- Required task -
According to the Warren Buffett post below, what book gave Buffett the framework he had been lacking?

- Text provided -
-*-*-

You might think I happen to be on a Warren Buffett binge with the previous post and this one. And you’d be right; I’m on a Warren Buffet kick right now.
He’s a man I respect for not only his investment approach, but who he is as a person as well. He lives modestly, has a long term marriage and contributes to charitable causes. He also understands that wealth creation and business growth is a team sport, not a solo sport.
You will see below my notes from a talk he gave in December of 2021 on his simple three rules for investing for beginners.
Mr. Buffett started investing at age 11 and experimented with charting and other crazy things. He had fun, but no profits (his words, not mine).
At age 19 he said he read all the books he could from the public library on investing. He found them fascinating and just ate it up. But he lacked a framework until he read a book by Benjamin Graham called The Intelligent Investor. Later Graham was one of his mentors.
He found two chapters in the book that were the keys for him to set his philosophical investing framework in three ways. While they are simple, they are also important. Like the 10 commandments are simple and important.
The first key is to understand that a stock certificate is a part of a business; it is not the business.

-*-*-

- Region labeling entries -
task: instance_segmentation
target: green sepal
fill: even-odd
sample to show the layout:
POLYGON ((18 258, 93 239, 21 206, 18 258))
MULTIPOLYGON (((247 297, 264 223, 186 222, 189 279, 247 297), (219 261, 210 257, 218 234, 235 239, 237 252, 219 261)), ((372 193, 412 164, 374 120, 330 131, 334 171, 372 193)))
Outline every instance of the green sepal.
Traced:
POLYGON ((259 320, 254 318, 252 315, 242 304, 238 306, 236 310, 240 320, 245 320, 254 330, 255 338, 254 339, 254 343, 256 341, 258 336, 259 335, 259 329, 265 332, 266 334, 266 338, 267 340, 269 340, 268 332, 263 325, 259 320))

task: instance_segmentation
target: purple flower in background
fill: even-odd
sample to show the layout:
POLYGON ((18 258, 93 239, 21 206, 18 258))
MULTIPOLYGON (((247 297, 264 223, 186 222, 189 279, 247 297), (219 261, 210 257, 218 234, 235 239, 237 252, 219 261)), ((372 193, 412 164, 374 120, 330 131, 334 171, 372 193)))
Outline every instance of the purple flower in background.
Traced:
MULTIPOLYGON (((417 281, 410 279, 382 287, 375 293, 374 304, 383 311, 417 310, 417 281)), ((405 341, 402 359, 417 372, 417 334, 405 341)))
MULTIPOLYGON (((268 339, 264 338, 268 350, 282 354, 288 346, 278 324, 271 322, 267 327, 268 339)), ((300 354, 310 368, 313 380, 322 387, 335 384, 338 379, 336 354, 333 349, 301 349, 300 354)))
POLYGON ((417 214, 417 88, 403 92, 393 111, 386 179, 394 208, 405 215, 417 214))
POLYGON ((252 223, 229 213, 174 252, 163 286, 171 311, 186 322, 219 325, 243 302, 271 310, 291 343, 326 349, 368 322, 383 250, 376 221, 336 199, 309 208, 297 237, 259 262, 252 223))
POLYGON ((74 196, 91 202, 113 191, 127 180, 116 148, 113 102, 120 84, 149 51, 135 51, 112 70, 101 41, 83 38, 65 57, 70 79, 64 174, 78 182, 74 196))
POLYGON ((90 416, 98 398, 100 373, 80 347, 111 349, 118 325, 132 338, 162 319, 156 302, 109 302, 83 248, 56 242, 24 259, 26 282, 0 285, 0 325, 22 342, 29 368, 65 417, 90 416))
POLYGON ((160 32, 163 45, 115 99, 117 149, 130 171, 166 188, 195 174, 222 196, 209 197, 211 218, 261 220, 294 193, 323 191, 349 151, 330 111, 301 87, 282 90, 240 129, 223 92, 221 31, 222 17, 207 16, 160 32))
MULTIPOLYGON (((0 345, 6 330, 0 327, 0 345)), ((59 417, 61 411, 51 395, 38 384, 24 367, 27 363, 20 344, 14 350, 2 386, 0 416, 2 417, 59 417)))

-*-*-

- Exercise output -
The Intelligent Investor by Benjamin Graham.